:: Exercise inputs

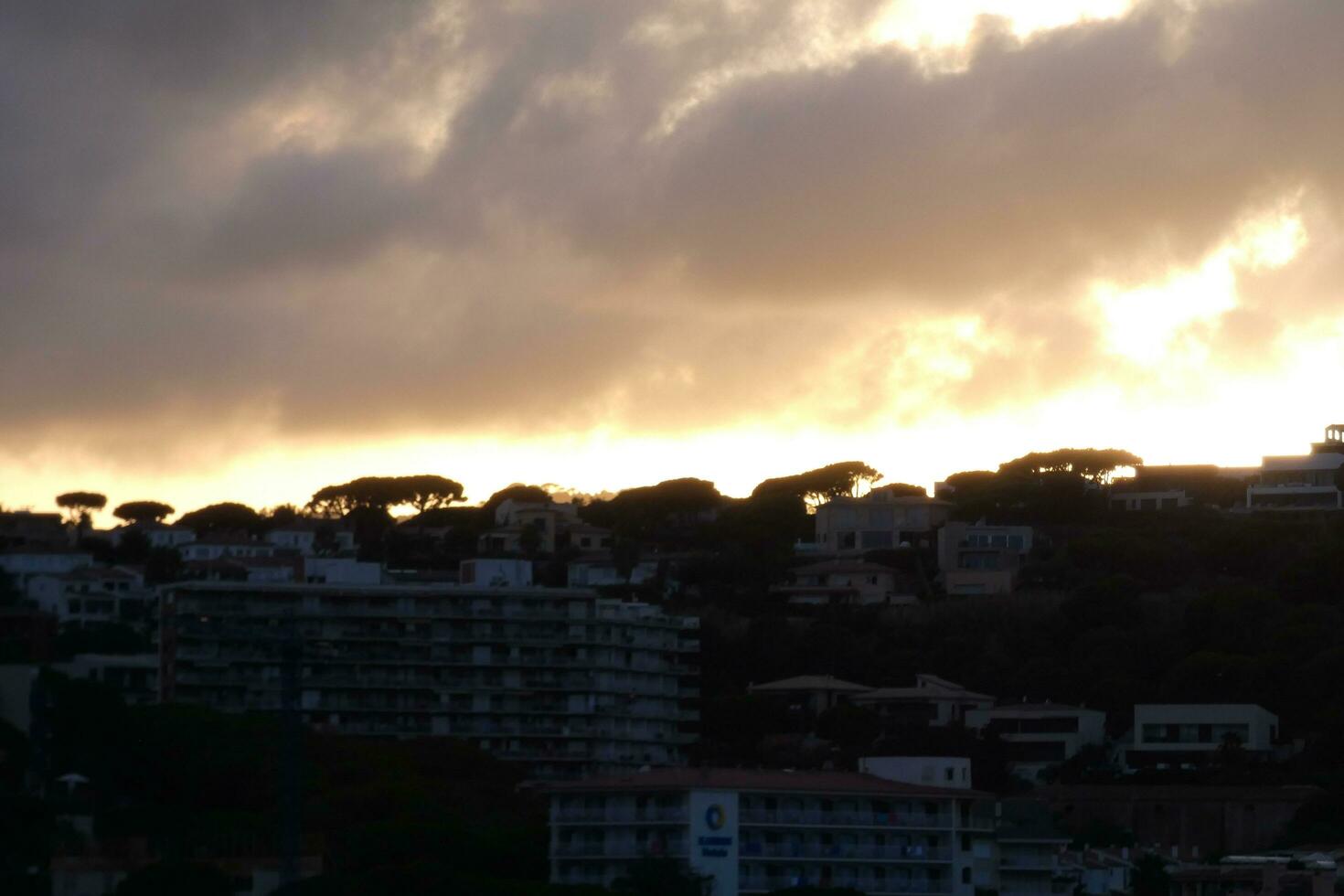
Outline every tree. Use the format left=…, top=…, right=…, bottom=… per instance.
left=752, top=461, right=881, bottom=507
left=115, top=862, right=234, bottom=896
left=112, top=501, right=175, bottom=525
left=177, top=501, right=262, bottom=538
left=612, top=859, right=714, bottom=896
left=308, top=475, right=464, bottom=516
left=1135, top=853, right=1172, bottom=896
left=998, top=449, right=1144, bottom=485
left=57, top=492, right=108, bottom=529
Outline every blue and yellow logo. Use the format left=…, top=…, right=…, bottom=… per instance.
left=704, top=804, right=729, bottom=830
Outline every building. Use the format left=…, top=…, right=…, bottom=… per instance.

::::

== Task details ==
Write out every line of the material above again, requests included, and scale each bounding-box coordinate in the answers by 1.1, rounding to whole numbers with halves rounded up. Leave the pictures out.

== Exercise output ==
Outline every tree. Use the format left=…, top=…, right=…, bottom=… per instance.
left=827, top=507, right=969, bottom=558
left=127, top=948, right=257, bottom=986
left=123, top=551, right=193, bottom=578
left=195, top=551, right=288, bottom=592
left=673, top=945, right=785, bottom=986
left=339, top=523, right=510, bottom=568
left=1249, top=938, right=1289, bottom=986
left=1098, top=494, right=1258, bottom=534
left=63, top=541, right=119, bottom=582
Outline every blue and yellow logo. Use the format left=…, top=…, right=…, bottom=… per instance.
left=774, top=884, right=802, bottom=913
Outline every building. Use the format left=…, top=…, right=…, bottom=… per instance.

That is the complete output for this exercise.